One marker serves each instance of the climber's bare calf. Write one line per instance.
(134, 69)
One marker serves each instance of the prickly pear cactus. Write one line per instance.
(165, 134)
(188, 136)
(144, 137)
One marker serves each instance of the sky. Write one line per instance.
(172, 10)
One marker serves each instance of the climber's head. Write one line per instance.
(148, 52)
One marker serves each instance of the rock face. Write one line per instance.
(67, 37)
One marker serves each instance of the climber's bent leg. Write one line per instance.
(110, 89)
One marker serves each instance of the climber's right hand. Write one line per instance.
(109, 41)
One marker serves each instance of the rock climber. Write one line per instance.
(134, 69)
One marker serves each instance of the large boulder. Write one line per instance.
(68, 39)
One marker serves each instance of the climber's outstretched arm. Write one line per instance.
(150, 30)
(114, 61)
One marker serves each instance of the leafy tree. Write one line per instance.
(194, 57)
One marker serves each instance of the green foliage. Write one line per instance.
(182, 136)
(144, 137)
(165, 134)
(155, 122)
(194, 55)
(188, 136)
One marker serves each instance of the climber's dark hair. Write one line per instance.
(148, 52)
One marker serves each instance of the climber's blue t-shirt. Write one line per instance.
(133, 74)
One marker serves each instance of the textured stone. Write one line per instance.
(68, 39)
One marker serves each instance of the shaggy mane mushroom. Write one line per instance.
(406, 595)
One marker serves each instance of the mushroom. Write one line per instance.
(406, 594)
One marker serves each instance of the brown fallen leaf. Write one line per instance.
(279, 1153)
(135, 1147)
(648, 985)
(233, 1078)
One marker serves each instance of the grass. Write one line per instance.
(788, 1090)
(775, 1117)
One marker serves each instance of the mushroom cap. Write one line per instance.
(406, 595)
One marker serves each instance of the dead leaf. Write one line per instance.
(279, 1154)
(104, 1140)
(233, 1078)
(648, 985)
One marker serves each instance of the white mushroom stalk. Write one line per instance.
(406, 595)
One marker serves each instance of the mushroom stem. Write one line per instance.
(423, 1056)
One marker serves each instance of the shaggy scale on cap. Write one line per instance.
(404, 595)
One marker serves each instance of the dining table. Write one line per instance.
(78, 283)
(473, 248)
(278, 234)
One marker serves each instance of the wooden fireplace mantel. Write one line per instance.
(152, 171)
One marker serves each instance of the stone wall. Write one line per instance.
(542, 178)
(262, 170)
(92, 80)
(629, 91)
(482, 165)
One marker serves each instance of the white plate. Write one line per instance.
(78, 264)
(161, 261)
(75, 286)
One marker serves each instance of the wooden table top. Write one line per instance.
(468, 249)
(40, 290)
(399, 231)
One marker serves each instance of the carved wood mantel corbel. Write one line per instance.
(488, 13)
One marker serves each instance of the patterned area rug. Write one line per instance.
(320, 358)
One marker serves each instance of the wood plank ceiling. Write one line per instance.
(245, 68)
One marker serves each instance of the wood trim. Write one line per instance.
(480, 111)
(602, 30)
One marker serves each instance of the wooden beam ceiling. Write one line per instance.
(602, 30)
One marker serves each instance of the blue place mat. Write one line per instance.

□ □ □ □ □ □ □

* Given exercise: Repeat only the lines from the one holding "One marker serves each instance of the carved" through the last line of the data.

* Exercise response:
One marker serves each instance of the carved wood mantel corbel. Write one line per instance.
(488, 13)
One marker serves each instance of the patterned area rug. Write one line per instance.
(320, 358)
One marker serves each instance of the wood plank ceiling. Write one line per instance.
(245, 68)
One marker serves each instance of the wood trim. Write one line per instance.
(480, 111)
(602, 30)
One marker serves each instance of the wooden beam ceiling. Write one line per instance.
(602, 30)
One marker serves each instance of the blue place mat. Write one line per instance.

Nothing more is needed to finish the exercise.